> [GOAL]
Copy each line of the records below word for word, omitting the pictures.

> [EXERCISE INPUTS]
------------------------------------

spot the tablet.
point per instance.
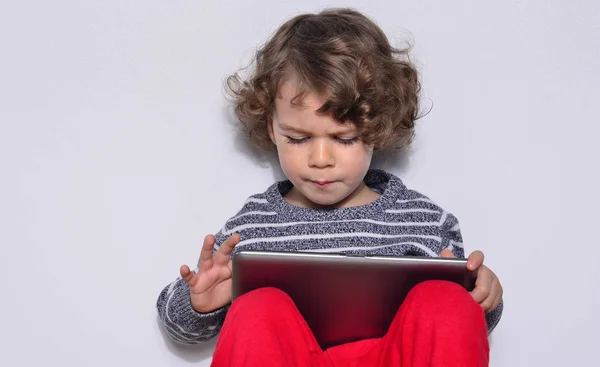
(344, 298)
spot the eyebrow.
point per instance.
(283, 126)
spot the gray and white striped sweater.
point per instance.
(400, 222)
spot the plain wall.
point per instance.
(118, 154)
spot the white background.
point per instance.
(118, 154)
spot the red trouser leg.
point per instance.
(438, 325)
(264, 328)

------------------------------------

> [EXERCISE SOLUTION]
spot the tablet.
point per instance.
(344, 298)
spot the eyebrow.
point per instance.
(283, 126)
spot the gray and white striped sweater.
point per instance.
(400, 222)
spot the plain wall.
point per instance.
(118, 154)
spot the white background.
point per instance.
(118, 154)
spot the red trouser leg.
point per instance.
(438, 325)
(264, 328)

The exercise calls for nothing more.